— TEXTE PROPOSÉ —
= = =
De toute cette cacophonie digne d'un troupeau de mammouths dans un magasin de porcelaine on retiendra que c'est la graphie toute une (histoire, affaire...) qui prévaut parmi les spécialistes (4), jusques et y compris ceux qui sont enclins à octroyer une valeur adverbiale à tout dans cet emploi − c'est tout dire ! Et quand la forme « élidée » (ou, selon l'analyse, « non accordée ») se voit mentionner − sur la foi de citations sujettes à caution −, c'est en tant que variante nettement moins usuelle : « Rarement, en ce sens, [tout est] traité comme adverbe » (Grevisse), « Rare. C'est tout une histoire » (Petit Robert), « Certains ne font pas l'accord au féminin » (TLFi) (5). Autrement dit, toute une est la règle, et tout une, l'exception.
Mais brisons là : je suis attendu par la famille Pierrafeu et le capitaine Caverne pour une initiation au régime paléolithique. Ce sera tout pour aujourd'hui.
(1) Des grammairiens font la distinction entre tout déterminant (directement suivi d'un substantif : toute ville) et tout prédéterminant (directement suivi d'un déterminant : toute la ville, toute une ville...).
= = =
Répondez à ces questions sur le passage consacré à la graphie « toute une histoire ».
1. Quelle graphie prévaut parmi les spécialistes ?
2. Que dit le Petit Robert de la forme « tout une » ?
3. Comment certains grammairiens nomment-ils « tout » lorsqu'il est directement suivi d'un déterminant ?
Les entrées n'interviennent pas ici.

— DONNÉES FOURNIES —
= = =
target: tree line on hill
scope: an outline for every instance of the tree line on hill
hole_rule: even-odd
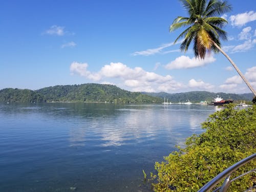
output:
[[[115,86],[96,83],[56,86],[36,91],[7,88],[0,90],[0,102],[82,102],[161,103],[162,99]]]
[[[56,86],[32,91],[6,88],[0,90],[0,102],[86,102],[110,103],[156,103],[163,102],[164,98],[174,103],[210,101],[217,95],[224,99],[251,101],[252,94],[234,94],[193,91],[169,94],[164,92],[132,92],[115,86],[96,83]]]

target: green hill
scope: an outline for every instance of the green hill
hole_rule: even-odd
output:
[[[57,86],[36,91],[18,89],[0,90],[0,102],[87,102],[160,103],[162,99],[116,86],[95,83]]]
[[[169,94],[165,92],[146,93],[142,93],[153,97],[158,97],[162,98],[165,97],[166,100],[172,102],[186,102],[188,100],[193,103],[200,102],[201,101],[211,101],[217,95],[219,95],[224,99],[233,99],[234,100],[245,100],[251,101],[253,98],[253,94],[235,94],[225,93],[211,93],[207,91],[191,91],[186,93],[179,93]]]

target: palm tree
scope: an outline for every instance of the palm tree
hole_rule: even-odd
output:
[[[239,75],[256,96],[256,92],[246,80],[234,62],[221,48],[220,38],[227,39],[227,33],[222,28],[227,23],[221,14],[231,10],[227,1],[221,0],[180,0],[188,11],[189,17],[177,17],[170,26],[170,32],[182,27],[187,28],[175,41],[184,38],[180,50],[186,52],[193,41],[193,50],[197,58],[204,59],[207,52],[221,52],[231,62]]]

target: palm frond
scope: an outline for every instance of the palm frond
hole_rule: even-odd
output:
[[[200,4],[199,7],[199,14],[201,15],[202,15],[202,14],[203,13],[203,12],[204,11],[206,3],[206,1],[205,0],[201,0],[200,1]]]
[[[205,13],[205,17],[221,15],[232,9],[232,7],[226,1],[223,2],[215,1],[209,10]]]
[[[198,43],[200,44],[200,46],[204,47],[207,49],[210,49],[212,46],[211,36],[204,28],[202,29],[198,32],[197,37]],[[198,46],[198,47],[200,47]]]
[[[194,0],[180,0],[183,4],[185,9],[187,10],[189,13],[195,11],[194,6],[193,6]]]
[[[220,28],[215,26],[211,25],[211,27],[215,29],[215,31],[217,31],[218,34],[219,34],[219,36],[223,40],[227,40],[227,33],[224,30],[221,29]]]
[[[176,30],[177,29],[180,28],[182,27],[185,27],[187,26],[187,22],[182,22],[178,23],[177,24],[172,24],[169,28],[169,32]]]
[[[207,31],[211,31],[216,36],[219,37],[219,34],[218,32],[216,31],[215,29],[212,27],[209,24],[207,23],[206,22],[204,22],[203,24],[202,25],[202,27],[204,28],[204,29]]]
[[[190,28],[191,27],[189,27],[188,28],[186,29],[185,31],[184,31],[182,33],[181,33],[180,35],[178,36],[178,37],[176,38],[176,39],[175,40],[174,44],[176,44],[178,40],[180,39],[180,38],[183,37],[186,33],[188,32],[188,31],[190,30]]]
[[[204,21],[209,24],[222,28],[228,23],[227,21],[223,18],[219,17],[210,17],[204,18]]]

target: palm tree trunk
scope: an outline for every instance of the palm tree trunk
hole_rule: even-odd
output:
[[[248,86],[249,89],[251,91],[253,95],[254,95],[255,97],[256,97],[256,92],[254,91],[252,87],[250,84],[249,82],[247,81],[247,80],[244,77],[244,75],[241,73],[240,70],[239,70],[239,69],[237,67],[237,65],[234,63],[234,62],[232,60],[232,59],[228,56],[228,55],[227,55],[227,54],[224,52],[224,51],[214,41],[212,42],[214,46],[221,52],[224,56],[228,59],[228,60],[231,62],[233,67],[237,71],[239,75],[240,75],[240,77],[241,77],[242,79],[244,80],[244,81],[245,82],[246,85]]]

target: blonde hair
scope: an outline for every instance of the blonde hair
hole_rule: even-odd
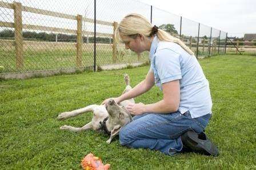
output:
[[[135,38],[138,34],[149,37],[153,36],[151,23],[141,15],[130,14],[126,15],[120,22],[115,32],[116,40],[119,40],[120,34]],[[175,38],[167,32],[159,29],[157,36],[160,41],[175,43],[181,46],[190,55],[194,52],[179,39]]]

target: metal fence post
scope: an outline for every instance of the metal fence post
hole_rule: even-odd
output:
= = =
— CORRIGÉ DÉTAILLÉ —
1. La graphie « toute une » (histoire, affaire...).
2. « Rare. C'est tout une histoire. »
3. Ils le nomment « tout prédéterminant ».